DAS ZIEL :: Schreib den Textauszug über den Grenzstreit zwischen Rothenburg und Brandenburg auf der Frankenhöhe weiter, und zwar nach seinem letzten Satz.

TEXTAUSZUG ::
Strittig zwischen beiden Herrschaftsgebieten waren zum einen die Fraischgrenze, d.h. die Zuständigkeit der Hohen Gerichtsbarkeit, die sich weitgehend mit der Territorialgrenze deckte, zum andern die Jagd- bzw. Wildbanngrenze. Dazu kam, dass beide Seiten Grundbesitz und Vogteirechte im jeweils anderen Gebiet hatten. Die oben erwähnte Grenzsicherung mit Wall und Graben war auf der Frankenhöhe nicht ausgeführt. Die Grenzen waren lediglich versteint. Fraisch- und Wildbannsteine sind z. T. heute noch gut erhalten. Sie zeigen auf einer Seite das Rothenburger, auf der anderen das Brandenburger Wappen, bzw. die Buchstaben „R“ und „B“. Teilweise war das Jagdrecht geteilt: Dem Markgrafen stand das hohe, Rothenburg zu bestimmten Zeiten das niedere Waidwerk zu. Durch den Ausgang des Bauernkriegs gestärkt, hatten die Brandenburger schon 1543 die Jagdgrenze bis an den (westlichen) Fuß der Frankenhöhe, einschließlich Endseer Berg, ausgedehnt und versuchten nun, diese als Fraisch- bzw. Territorialgrenze durchzusetzen. Da tauchten 1611 und 1617 in Burgbernheim auf mysteriöse Weise die angeblich „einst geraubten, alten Privilegienurkunden“ auf, die u.a. „bewiesen“, dass die Burgbernheimer Fraisch früher das umstrittene Gebiet einschloss!  


Ein Fraischstein bei Mörlbach.
Eine Seite (links) mit dem Rothenburger, die andere mit dem Brandenburger Wappen.
Spuren des Jägerhauses auf der Hohen Leite, unmittelbar neben der ehemaligen Grenze  zum Hoheitsgebiet der Stadt  Rothenburg (heute Staatswald, Grenzstein)

DATENTEIL ::
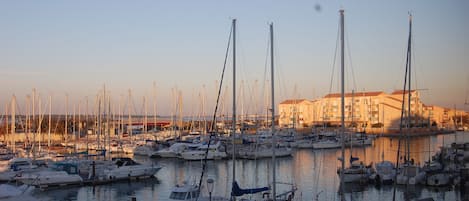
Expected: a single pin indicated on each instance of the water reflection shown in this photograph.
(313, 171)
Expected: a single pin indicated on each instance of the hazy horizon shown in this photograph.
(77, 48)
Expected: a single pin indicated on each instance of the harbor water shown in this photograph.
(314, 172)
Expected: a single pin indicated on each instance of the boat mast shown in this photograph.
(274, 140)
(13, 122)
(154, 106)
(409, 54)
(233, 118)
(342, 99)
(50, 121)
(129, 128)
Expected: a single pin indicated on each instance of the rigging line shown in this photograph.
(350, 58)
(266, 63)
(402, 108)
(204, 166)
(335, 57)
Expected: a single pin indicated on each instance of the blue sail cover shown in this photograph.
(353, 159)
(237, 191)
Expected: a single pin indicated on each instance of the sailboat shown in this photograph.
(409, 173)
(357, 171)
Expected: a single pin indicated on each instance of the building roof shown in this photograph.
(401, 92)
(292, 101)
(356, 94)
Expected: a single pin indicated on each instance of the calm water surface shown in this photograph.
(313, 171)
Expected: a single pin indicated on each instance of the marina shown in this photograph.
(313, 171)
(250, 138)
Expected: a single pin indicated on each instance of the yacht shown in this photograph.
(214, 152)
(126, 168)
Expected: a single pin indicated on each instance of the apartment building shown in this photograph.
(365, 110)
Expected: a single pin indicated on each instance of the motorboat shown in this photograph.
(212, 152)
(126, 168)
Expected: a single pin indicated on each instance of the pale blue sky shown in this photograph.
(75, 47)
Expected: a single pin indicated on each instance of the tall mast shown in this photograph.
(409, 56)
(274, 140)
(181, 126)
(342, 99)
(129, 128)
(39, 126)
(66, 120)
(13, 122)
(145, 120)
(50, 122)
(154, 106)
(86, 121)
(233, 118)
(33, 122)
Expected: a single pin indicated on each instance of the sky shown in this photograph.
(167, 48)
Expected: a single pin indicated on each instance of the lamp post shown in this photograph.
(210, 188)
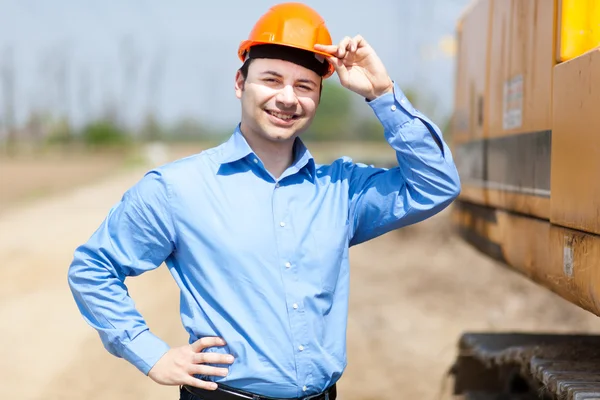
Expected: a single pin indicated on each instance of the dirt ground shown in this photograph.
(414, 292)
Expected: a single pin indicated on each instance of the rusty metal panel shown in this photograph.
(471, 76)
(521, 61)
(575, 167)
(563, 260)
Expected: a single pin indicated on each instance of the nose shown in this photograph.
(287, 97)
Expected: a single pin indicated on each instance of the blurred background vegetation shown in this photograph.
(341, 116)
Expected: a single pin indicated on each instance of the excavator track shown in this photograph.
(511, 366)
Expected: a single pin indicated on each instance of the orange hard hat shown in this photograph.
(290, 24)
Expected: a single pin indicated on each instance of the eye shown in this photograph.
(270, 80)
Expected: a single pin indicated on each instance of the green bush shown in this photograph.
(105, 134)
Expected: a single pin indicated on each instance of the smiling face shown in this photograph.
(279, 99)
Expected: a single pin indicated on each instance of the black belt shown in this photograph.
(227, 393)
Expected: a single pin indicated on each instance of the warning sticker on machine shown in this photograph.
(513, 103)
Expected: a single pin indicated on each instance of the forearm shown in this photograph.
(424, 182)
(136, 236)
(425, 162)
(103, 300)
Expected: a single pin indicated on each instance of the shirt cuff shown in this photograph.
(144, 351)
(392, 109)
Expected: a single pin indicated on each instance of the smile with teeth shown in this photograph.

---

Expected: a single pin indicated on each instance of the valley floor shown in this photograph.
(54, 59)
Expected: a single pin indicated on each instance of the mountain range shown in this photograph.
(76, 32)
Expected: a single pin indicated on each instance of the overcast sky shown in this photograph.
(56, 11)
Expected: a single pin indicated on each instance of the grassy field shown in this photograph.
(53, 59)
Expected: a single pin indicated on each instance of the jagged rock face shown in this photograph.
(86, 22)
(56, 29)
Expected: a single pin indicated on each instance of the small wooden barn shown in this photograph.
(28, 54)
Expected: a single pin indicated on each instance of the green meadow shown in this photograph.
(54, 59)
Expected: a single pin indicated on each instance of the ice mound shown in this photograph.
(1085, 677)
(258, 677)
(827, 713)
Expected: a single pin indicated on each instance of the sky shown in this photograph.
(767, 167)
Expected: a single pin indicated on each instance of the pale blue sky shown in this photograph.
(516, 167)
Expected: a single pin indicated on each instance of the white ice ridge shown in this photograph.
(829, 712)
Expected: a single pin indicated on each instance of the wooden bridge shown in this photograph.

==

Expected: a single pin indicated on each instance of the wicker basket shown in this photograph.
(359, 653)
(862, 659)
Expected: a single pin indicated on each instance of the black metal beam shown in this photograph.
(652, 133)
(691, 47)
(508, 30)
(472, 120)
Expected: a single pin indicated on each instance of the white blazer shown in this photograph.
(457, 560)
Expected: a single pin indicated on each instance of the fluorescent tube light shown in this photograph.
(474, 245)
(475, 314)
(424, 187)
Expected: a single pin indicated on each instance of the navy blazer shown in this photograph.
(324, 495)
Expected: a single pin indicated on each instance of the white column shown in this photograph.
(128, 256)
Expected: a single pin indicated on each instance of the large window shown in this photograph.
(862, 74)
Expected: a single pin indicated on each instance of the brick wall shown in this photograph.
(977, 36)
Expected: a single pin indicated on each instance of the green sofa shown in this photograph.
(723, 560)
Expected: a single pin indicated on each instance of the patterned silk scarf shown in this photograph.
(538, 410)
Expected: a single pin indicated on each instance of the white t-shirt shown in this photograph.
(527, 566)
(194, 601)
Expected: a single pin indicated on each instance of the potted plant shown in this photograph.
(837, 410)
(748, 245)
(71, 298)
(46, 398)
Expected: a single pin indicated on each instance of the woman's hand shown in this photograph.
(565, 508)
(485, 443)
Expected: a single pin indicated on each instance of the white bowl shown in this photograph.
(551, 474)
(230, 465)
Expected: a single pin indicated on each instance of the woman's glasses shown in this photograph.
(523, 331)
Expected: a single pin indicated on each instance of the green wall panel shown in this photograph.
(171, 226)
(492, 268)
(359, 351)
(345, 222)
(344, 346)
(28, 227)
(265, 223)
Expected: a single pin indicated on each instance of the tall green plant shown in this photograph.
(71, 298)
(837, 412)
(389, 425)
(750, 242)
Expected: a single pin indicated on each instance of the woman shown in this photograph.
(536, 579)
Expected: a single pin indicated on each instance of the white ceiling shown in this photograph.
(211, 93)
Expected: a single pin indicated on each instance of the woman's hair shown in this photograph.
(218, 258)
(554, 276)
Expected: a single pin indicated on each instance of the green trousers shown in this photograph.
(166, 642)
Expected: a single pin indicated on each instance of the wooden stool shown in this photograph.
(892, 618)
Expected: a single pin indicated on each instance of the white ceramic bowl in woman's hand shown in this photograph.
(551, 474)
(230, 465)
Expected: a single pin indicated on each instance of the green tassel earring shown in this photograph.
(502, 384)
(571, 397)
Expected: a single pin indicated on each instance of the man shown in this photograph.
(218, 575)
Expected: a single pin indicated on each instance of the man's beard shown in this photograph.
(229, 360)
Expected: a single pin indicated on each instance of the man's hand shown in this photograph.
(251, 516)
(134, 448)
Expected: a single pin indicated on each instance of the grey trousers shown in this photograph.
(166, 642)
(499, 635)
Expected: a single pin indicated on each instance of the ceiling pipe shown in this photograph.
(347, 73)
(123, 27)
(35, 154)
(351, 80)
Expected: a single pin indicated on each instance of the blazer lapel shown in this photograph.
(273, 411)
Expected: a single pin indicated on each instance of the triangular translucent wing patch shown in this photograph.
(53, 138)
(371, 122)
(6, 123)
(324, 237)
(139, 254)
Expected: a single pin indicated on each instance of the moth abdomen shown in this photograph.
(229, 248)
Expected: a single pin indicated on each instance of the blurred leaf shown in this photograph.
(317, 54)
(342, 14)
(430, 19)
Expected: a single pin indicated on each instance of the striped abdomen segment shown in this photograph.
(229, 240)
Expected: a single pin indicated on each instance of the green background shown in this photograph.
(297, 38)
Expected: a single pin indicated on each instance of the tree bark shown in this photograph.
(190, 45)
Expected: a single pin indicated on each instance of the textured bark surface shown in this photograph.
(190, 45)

FERTIGE LÖSUNG ::
Streit um Urphershofen/Wachtelbuck

Einen Höhepunkt der Auseinandersetzungen stellen die Ereignisse in der ersten Hälfte des 18. Jahrhunderts um das Dorf Urphershofen dar. (R. Hahn, Urfershofen, ein Dorf an der Rothenburger Landwehrgrenze..., Die Linde, 1960, Nr.3). 1704 errichteten die Markgräfler auf der Hohen Leite das Jägerhaus. (Es wurde 1742 wieder abgerissen; der Standort, unmittelbar neben einem Rothenburger Grenzstein, ist noch deutlich zu erkennen). In der Reichsstadt betrachtete man das als Affront und beschloss, unterhalb des Heimatsees, an der Stelle des Ende des 14. Jahrhunderts wüst gefallenen Dorfes Irnfriedeshofen, wieder Bauern anzusiedeln: Melchior Albrecht aus Nordenberg und Hans-Georg Kaiser aus Hartershofen. Später ließ sich noch der Schonacher Wilhelm Rupp in Urfershofen, wie das neu gegründete Dorf im umstrittenen Grenzland nun genannt wurde, nieder.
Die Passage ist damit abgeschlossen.